# EXERCISE DETAILS
Count the lines in the entries below that contain the string "clicks". Reply with only that number.

━━━━━ SUPPLIED DATA

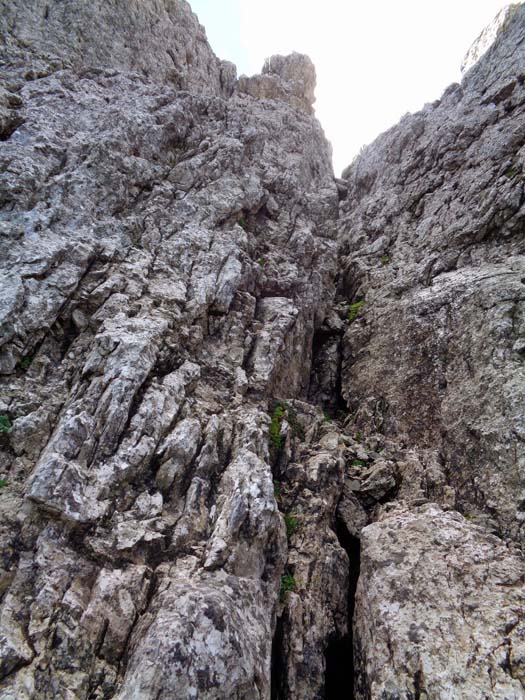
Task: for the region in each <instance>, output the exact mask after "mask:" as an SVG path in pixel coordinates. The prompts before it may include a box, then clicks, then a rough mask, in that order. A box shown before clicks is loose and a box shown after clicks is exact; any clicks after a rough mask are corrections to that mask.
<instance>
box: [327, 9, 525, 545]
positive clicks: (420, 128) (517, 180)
mask: <svg viewBox="0 0 525 700" xmlns="http://www.w3.org/2000/svg"><path fill="white" fill-rule="evenodd" d="M524 49H525V8H524V7H523V6H520V7H519V8H518V9H516V10H515V11H514V12H513V13H512V14H511V16H510V19H508V22H507V26H506V29H505V31H503V32H501V33H500V35H499V38H498V40H497V41H496V43H495V44H494V45H493V46H492V47H491V49H489V50H488V51H487V53H486V54H485V56H484V57H483V59H482V60H481V61H480V63H479V64H477V65H476V66H475V67H474V68H472V69H471V70H470V71H469V72H468V73H467V75H466V77H465V79H464V81H463V83H462V85H461V86H460V85H453V86H451V87H450V88H448V89H447V90H446V92H445V94H444V95H443V98H442V99H441V100H440V101H439V102H436V103H434V104H432V105H427V106H426V107H425V108H424V109H423V111H421V112H419V113H417V114H415V115H409V116H407V117H405V118H403V120H402V121H401V122H400V124H399V125H398V126H396V127H393V128H392V129H391V130H390V131H388V132H386V133H385V134H383V135H382V136H380V137H379V138H378V139H377V141H375V142H374V143H373V144H372V145H370V146H369V147H367V148H366V149H365V150H364V152H363V154H362V155H361V156H360V157H359V158H358V159H357V160H356V162H355V163H354V164H353V165H352V166H351V167H350V168H348V169H347V171H346V174H345V176H346V179H347V182H348V185H349V193H348V199H347V200H345V201H344V204H343V208H342V219H341V221H340V227H341V231H342V234H343V258H344V259H343V264H344V273H343V280H342V289H343V290H344V293H345V294H346V295H347V298H348V299H349V301H352V300H353V301H355V300H356V299H358V298H360V299H364V303H363V305H362V306H361V308H360V310H359V313H358V315H357V317H356V319H355V320H354V321H353V323H352V324H351V325H350V326H349V328H348V330H347V332H346V335H345V340H344V349H343V355H344V358H343V380H342V384H343V395H344V396H345V397H346V398H347V399H348V401H349V404H350V407H351V409H352V410H355V411H356V413H357V424H358V426H359V427H361V428H366V429H372V430H377V429H381V431H382V432H384V433H385V434H387V435H389V437H391V438H396V439H397V440H399V441H402V442H404V443H405V444H407V445H408V444H411V445H414V446H419V447H422V448H430V449H433V450H436V451H438V452H439V454H440V461H441V465H442V468H443V470H444V471H445V472H446V473H447V477H448V480H449V483H450V485H451V486H452V487H453V488H454V489H455V490H456V506H457V507H458V508H459V509H460V510H464V511H465V512H469V513H471V514H474V513H479V514H483V515H484V516H485V517H486V518H488V520H489V522H487V526H488V527H489V528H491V529H492V530H493V531H494V532H498V533H500V534H502V535H504V536H509V537H512V538H513V539H515V540H521V541H523V537H524V531H523V522H524V512H523V503H524V502H525V479H524V466H525V443H524V434H523V403H524V401H525V374H524V372H523V350H524V346H523V338H524V335H525V320H524V319H525V282H524V280H525V237H524V236H523V226H524V225H525V206H524V196H523V183H524V172H523V167H524V165H525V161H524V153H525V152H524V143H525V86H524V81H523V75H525V50H524Z"/></svg>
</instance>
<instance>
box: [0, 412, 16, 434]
mask: <svg viewBox="0 0 525 700" xmlns="http://www.w3.org/2000/svg"><path fill="white" fill-rule="evenodd" d="M12 427H13V424H12V423H11V421H10V420H9V416H6V415H5V414H0V433H8V432H9V431H10V430H11V428H12Z"/></svg>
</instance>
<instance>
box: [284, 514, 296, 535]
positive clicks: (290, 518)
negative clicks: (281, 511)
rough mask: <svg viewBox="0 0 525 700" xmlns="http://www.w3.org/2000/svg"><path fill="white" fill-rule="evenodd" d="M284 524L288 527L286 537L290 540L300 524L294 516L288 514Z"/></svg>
mask: <svg viewBox="0 0 525 700" xmlns="http://www.w3.org/2000/svg"><path fill="white" fill-rule="evenodd" d="M284 524H285V525H286V535H287V537H288V539H290V537H291V536H292V535H293V533H294V532H295V531H296V530H297V528H298V527H299V522H298V520H297V518H296V517H295V516H294V515H291V514H289V513H287V514H286V515H285V516H284Z"/></svg>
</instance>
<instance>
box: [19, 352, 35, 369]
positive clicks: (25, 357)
mask: <svg viewBox="0 0 525 700" xmlns="http://www.w3.org/2000/svg"><path fill="white" fill-rule="evenodd" d="M32 362H33V357H32V356H31V355H24V357H22V358H21V359H20V361H19V363H18V367H19V369H21V370H22V371H23V372H26V371H27V370H28V369H29V368H30V367H31V363H32Z"/></svg>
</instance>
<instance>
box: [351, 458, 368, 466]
mask: <svg viewBox="0 0 525 700" xmlns="http://www.w3.org/2000/svg"><path fill="white" fill-rule="evenodd" d="M365 464H366V462H365V460H364V459H353V460H352V461H351V462H350V466H352V467H364V465H365Z"/></svg>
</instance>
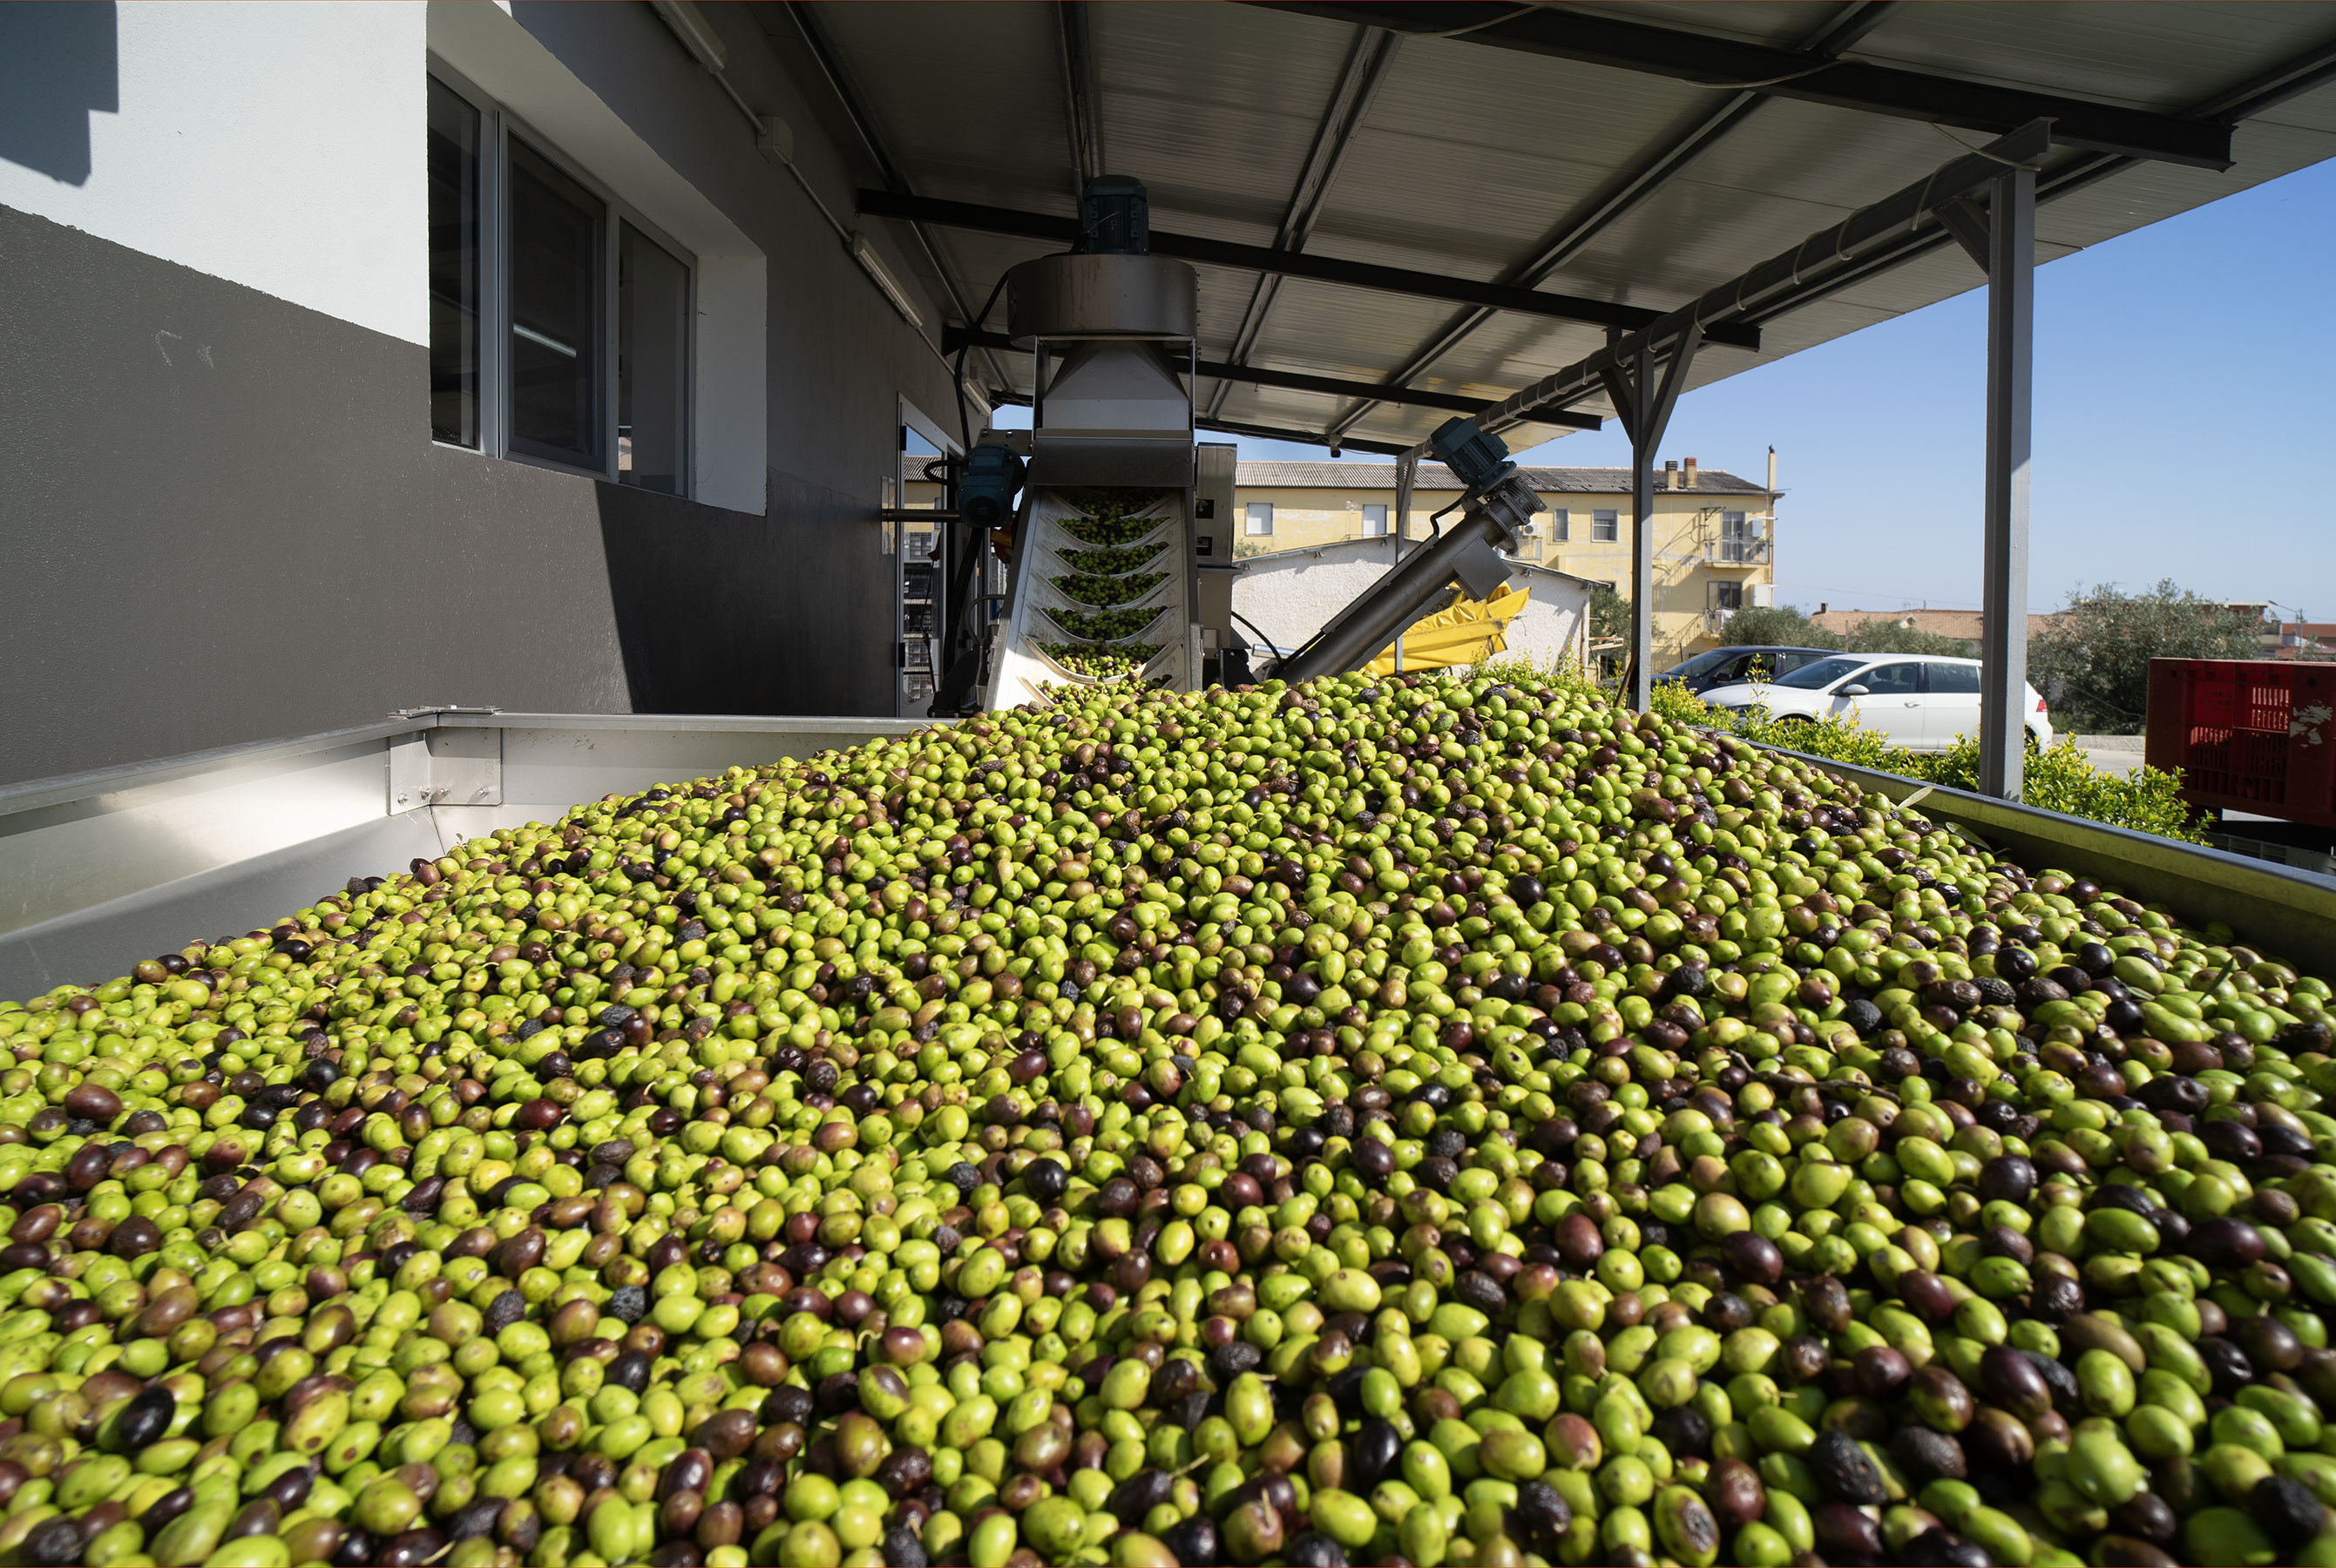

━━━━━━━━━━

# COMPLETED EXERCISE
5